:: List of tasks ::
A: According to the book review, at which university do Rutger van Santen and Djan Khoe work?
B: Write out the book review word for word, covering everything from "Foreign policies have" down to "they will thrive.".

:: Page text ::
⟨
Tools for Problem Solving
By Rick Docksai
In order to meet the challenges ahead, we’ll need less control, more distributed action, and less resistance to change.
2030: Technology That Will Change the World by Rutger van Santen, Djan Khoe, and Bram Vermeer. Oxford University Press. 2010. 295 pages. $29.95.
Technology could contribute to solving many of the world’s problems, ranging from resource shortages to financial crises, state three Dutch scientists in 2030: Technology That Will Change the World. Citing interviews with researchers from health, information technology, energy, foreign policy, and other fields, they identify an array of innovations that could improve life across the globe.
The authors—chemist Rutger van Santen and electro-optical communication professor Djan Khoe, both of Eindhoven University, with science journalist Bram Vermeer—and the experts they cite express agreement on several fundamentals: that the world’s global systems are growing more interconnected, that information systems must become more adept at gathering information from the ground level and rapidly responding to it, and that humans must overcome their reticence to change.
“We need to pursue more flexible solutions so that technology can serve us more effectively in a fast-changing environment. And we must also come to grips with complexity itself,” the authors write.
Some promising research areas, according to the authors, include the following:
- Water management. Droughts worldwide will worsen in the absence of new methods to reduce stress on water systems. Potential remedies include drought-resistant crops, improved irrigation, and water purification and desalination systems that operate at the neighborhood or household scale.
- Energy efficiency. Humans already consume the earth’s resources more than 1.5 times faster than the planet can replenish them—and the deficit is widening. Some hope, however, lies in more energy-efficient buildings and household appliances.
Prototype alternative-energy systems also show promise. Solar cells made with conducting polymers would be lighter, more flexible, and easier to manufacture than present-day solar cells, for example. Nuclear breeder reactors would provide massive amounts of energy with minimal nuclear waste. And hydrogen could be a practical fuel if combined with other, denser gases. - Medicine. In the future, medical scanning software will process more images in less time. Also, the scanners will analyze the images and advise physicians on follow-up tests and treatments.
Cognitive decline may be inevitable for some people at advanced ages, but they may better cope by using technological applications such as cookers that turn themselves off or kettles that protect users against accidental burnings, for example. - Manufacturing. Microplants—whole factories the size of a computer chip—will construct devices “to a precision of a few micrometers,” all with much less energy and waste than traditional manufacturing processes. Computer chips cannot get much smaller, but they can become far more capable. “Smart” computer chips will be aware of their environments and act upon them. Applications could include brain-wave monitors for patients who have epilepsy. The monitor would recognize an oncoming seizure and avert it.
- Communications. Numbers of radio stations, TV stations, and mobile-phone and satellite connections are increasing, but room on the electromagnetic spectrum is limited. Networks will operate better if regulations governing bandwidth are loosened and control delegated to local units, the authors argue. Communications will further benefit from new systems that broadcast with less spectrum and from software-defined radio sets whose components change frequencies and perform upgrades automatically in accordance with changing airwave transmissions.
- Finances. Major economic crashes are often preventable if market observers spot market instabilities before they spiral out of control. Use of computer simulations and other new network science tools would enable economists to better understand market mechanisms. Computers could even perform trades for people: “Automated” trading would eliminate unnecessary trading and lower market risk.
- Conflict resolution. Civil conflicts are more numerous, and nuclear weapons are an ever-present danger. Satellites and environmental sampling can help keep the peace, however, by enforcing disarmament agreements.
Foreign policies have to evolve, too, according to the authors. Governments need to pursue greater integration, economic cooperation, and interdependence. In addition, every measure that nations take to use less oil and electricity will engender a more peaceful world.
The world and the challenges it faces are both becoming increasingly complex, the authors acknowledge. They are hopeful, however, that if humans expand their capabilities to cooperatively gather information, analyze it, and act upon it, they will thrive.
“Protecting the future of our industry is not about securing the status quo but fostering the dynamics needed to adapt to changes as they arise,” they write.
In 2030, the authors have provided an incisive report about the upcoming frontiers of modern scientific research. Readers will find this book an approachable guide to the new applications that we might realistically see come into use in the decades ahead.
⟩
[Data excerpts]
⟨
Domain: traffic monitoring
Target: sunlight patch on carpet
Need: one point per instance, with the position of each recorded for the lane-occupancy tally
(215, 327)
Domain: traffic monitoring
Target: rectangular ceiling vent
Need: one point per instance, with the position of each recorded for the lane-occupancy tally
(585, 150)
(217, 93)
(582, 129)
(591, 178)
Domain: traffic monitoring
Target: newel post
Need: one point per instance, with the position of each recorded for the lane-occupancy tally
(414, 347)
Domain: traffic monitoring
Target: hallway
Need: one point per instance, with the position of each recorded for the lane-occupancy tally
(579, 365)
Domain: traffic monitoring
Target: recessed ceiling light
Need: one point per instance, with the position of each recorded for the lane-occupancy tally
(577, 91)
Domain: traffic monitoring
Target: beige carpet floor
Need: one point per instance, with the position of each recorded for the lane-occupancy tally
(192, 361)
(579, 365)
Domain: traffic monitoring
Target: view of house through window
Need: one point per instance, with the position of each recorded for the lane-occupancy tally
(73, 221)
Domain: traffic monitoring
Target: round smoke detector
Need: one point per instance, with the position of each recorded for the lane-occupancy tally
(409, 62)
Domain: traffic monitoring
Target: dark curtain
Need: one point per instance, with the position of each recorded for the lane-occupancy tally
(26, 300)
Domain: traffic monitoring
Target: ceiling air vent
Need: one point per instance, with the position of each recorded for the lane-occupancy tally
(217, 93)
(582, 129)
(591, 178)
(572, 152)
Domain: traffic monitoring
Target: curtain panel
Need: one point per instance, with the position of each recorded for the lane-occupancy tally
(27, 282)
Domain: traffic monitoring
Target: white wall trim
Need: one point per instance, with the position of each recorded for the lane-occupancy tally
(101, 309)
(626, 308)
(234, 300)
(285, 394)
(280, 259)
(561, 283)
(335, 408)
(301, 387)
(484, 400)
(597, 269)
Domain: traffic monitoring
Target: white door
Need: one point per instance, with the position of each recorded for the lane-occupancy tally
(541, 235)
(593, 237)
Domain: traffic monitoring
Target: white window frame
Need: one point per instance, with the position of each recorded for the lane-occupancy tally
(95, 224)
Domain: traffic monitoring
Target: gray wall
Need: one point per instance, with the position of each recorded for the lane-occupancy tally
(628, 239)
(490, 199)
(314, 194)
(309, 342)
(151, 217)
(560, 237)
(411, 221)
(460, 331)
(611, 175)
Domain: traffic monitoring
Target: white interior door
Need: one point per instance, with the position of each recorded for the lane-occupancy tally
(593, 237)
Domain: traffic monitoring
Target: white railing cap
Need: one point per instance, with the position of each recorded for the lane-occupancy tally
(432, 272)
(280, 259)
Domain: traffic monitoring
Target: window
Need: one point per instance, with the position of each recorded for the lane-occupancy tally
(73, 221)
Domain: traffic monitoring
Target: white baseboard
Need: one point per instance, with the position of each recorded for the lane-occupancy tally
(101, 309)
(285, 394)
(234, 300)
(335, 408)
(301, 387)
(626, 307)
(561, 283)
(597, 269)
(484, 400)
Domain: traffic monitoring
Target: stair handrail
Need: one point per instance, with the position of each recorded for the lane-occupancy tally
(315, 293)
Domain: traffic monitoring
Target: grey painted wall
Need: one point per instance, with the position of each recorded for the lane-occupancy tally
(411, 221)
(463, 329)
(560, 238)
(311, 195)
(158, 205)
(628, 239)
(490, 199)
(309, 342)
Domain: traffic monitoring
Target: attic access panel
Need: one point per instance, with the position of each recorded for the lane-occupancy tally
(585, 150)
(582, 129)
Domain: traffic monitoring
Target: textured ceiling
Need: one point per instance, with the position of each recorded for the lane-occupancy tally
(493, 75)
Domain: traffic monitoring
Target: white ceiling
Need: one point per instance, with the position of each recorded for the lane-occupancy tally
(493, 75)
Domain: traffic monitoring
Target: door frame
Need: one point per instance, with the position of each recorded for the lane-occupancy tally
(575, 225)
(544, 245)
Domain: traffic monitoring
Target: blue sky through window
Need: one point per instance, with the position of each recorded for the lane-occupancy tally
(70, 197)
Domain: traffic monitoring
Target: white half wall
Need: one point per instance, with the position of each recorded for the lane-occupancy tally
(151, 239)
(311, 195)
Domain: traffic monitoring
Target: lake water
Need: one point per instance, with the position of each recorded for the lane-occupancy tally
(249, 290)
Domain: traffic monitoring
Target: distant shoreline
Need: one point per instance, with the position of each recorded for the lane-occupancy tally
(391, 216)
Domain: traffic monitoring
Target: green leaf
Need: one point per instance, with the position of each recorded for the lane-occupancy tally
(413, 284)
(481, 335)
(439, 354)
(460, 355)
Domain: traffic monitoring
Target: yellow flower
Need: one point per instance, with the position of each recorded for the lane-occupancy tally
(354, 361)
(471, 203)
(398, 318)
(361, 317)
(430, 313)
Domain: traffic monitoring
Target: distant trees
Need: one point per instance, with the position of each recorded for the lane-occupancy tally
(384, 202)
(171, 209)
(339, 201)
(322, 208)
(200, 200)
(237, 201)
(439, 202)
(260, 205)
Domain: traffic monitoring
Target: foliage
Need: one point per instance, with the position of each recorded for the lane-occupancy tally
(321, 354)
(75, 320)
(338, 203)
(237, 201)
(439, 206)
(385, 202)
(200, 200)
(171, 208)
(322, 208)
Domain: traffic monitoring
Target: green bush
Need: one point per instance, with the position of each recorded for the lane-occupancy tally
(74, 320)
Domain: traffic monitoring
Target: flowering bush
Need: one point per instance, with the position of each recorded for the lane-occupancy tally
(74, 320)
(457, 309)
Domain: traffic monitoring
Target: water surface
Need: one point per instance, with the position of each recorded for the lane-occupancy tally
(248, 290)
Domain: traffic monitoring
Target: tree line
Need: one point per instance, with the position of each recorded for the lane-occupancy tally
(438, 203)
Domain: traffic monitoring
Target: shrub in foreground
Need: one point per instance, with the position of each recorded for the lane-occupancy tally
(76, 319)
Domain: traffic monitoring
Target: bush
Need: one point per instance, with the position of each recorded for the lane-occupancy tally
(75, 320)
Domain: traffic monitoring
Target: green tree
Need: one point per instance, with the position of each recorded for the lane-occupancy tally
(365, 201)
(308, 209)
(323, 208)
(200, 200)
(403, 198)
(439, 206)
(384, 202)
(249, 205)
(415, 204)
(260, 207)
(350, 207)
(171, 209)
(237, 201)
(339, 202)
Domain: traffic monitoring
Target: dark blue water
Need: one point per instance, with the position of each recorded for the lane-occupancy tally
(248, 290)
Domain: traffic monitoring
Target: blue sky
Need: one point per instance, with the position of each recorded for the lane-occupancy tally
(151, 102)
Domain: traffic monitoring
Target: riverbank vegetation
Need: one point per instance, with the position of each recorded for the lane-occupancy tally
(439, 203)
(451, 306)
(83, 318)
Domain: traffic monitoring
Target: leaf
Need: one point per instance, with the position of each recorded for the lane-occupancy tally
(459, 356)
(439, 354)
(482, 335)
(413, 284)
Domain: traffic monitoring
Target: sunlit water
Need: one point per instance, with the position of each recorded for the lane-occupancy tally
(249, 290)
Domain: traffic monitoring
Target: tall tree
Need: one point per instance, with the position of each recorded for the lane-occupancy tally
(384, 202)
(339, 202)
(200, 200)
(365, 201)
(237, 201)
⟩
:: Results of the exercise ::
A: Eindhoven University

B:
Foreign policies have to evolve, too, according to the authors. Governments need to pursue greater integration, economic cooperation, and interdependence. In addition, every measure that nations take to use less oil and electricity will engender a more peaceful world.
The world and the challenges it faces are both becoming increasingly complex, the authors acknowledge. They are hopeful, however, that if humans expand their capabilities to cooperatively gather information, analyze it, and act upon it, they will thrive.